== WRITTEN EXERCISE ==
Rewrite the listing below with each "annotation dataset" changed to "labeling dataset" and every other part left the same. Leave the pictures out of your answer.

A run of records:
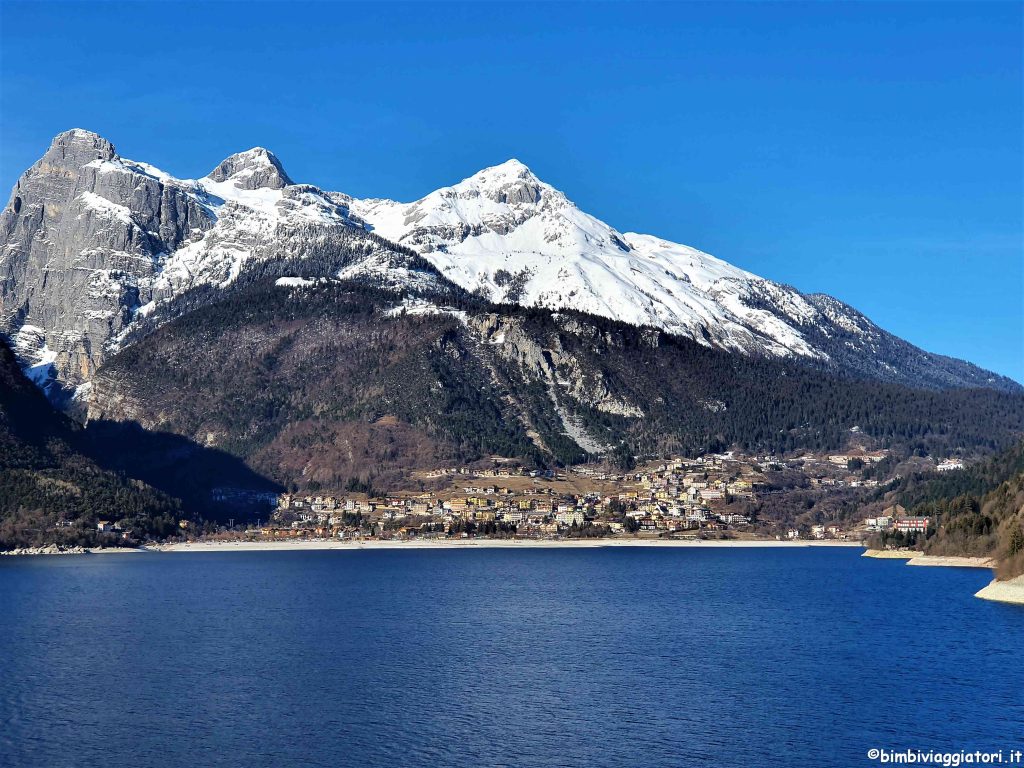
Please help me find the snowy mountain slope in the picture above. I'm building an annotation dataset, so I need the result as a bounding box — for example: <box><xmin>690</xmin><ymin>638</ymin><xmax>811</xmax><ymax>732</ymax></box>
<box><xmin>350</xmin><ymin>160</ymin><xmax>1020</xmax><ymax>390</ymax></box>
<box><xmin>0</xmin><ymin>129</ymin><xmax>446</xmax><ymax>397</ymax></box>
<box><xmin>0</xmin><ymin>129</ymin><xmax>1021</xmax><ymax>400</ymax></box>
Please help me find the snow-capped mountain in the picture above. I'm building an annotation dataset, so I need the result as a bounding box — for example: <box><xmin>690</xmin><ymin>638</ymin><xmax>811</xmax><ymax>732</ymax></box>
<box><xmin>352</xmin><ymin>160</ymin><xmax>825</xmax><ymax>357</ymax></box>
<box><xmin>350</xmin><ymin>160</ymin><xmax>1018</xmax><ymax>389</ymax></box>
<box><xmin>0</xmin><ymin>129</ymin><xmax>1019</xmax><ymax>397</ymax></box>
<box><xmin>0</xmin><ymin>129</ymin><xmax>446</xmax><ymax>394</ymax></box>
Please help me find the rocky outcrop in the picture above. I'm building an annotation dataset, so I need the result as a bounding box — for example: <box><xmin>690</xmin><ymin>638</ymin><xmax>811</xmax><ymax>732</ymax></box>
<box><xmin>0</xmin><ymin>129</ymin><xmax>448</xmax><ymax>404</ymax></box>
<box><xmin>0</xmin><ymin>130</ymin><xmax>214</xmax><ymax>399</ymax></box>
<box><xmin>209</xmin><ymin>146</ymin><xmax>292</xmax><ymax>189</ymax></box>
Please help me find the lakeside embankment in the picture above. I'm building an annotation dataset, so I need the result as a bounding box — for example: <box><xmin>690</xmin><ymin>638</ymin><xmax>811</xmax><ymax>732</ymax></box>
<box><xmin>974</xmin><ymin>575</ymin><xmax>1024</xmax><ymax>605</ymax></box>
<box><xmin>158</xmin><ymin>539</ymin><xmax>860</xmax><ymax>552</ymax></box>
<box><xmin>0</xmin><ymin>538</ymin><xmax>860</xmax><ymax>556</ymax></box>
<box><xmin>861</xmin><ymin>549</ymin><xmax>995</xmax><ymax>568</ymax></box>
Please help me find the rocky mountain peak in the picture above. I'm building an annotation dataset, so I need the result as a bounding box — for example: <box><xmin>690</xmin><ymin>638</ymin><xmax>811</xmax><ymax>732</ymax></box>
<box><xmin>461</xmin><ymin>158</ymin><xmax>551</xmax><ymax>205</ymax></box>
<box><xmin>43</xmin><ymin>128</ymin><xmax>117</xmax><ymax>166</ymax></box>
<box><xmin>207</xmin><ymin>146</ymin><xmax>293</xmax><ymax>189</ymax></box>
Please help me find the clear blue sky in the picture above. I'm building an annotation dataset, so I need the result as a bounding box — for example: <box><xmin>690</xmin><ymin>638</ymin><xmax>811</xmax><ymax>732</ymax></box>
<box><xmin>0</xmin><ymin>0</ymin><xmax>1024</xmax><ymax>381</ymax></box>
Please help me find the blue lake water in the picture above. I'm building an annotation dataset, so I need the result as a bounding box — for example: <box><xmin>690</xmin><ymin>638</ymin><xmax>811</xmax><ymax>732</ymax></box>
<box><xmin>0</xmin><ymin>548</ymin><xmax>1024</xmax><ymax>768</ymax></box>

== SOLVED EXERCISE ==
Please help me find the snowy mountain slope in the picture above. I'm building an labeling dataset, so I need the result as a bounding box — for example: <box><xmin>690</xmin><ymin>638</ymin><xmax>811</xmax><ymax>732</ymax></box>
<box><xmin>350</xmin><ymin>160</ymin><xmax>1020</xmax><ymax>390</ymax></box>
<box><xmin>0</xmin><ymin>129</ymin><xmax>446</xmax><ymax>397</ymax></box>
<box><xmin>0</xmin><ymin>129</ymin><xmax>1021</xmax><ymax>400</ymax></box>
Please help me find the snow-capped mountain in the picture above. I'm building an labeling dataset, so I need the result as a bounding box — for example: <box><xmin>690</xmin><ymin>638</ymin><xmax>811</xmax><ymax>732</ymax></box>
<box><xmin>352</xmin><ymin>160</ymin><xmax>825</xmax><ymax>357</ymax></box>
<box><xmin>350</xmin><ymin>160</ymin><xmax>1018</xmax><ymax>389</ymax></box>
<box><xmin>0</xmin><ymin>129</ymin><xmax>1019</xmax><ymax>397</ymax></box>
<box><xmin>0</xmin><ymin>129</ymin><xmax>446</xmax><ymax>394</ymax></box>
Please help me find the rocky outcrop in the picture above. I'm building an labeling dataset, so I need the result as a bounding box — for example: <box><xmin>690</xmin><ymin>638</ymin><xmax>811</xmax><ymax>732</ymax></box>
<box><xmin>0</xmin><ymin>129</ymin><xmax>448</xmax><ymax>404</ymax></box>
<box><xmin>0</xmin><ymin>130</ymin><xmax>214</xmax><ymax>399</ymax></box>
<box><xmin>209</xmin><ymin>146</ymin><xmax>292</xmax><ymax>189</ymax></box>
Please help me find the lakeside embankment in the picture above. I'm building an labeling dataset, so I need the result as a bounding box — for example: <box><xmin>690</xmin><ymin>638</ymin><xmax>811</xmax><ymax>732</ymax></box>
<box><xmin>974</xmin><ymin>575</ymin><xmax>1024</xmax><ymax>605</ymax></box>
<box><xmin>158</xmin><ymin>539</ymin><xmax>860</xmax><ymax>552</ymax></box>
<box><xmin>0</xmin><ymin>538</ymin><xmax>860</xmax><ymax>556</ymax></box>
<box><xmin>861</xmin><ymin>549</ymin><xmax>995</xmax><ymax>568</ymax></box>
Please help me find the rocky mountain peak in the picture above. I'm building an labeling dataset, so I need the result as a bounding box — for example: <box><xmin>690</xmin><ymin>638</ymin><xmax>811</xmax><ymax>732</ymax></box>
<box><xmin>461</xmin><ymin>158</ymin><xmax>551</xmax><ymax>205</ymax></box>
<box><xmin>43</xmin><ymin>128</ymin><xmax>117</xmax><ymax>166</ymax></box>
<box><xmin>207</xmin><ymin>146</ymin><xmax>293</xmax><ymax>189</ymax></box>
Please help me find the clear blue sky in the picture above. I'm building an labeling dataset, so I need the result as a bounding box — for example: <box><xmin>690</xmin><ymin>638</ymin><xmax>811</xmax><ymax>732</ymax></box>
<box><xmin>0</xmin><ymin>0</ymin><xmax>1024</xmax><ymax>381</ymax></box>
Please help me find the blue lake water in the picture above. I'm building an labeling dataset, so I need the result as a bounding box — for example: <box><xmin>690</xmin><ymin>638</ymin><xmax>811</xmax><ymax>732</ymax></box>
<box><xmin>0</xmin><ymin>548</ymin><xmax>1024</xmax><ymax>768</ymax></box>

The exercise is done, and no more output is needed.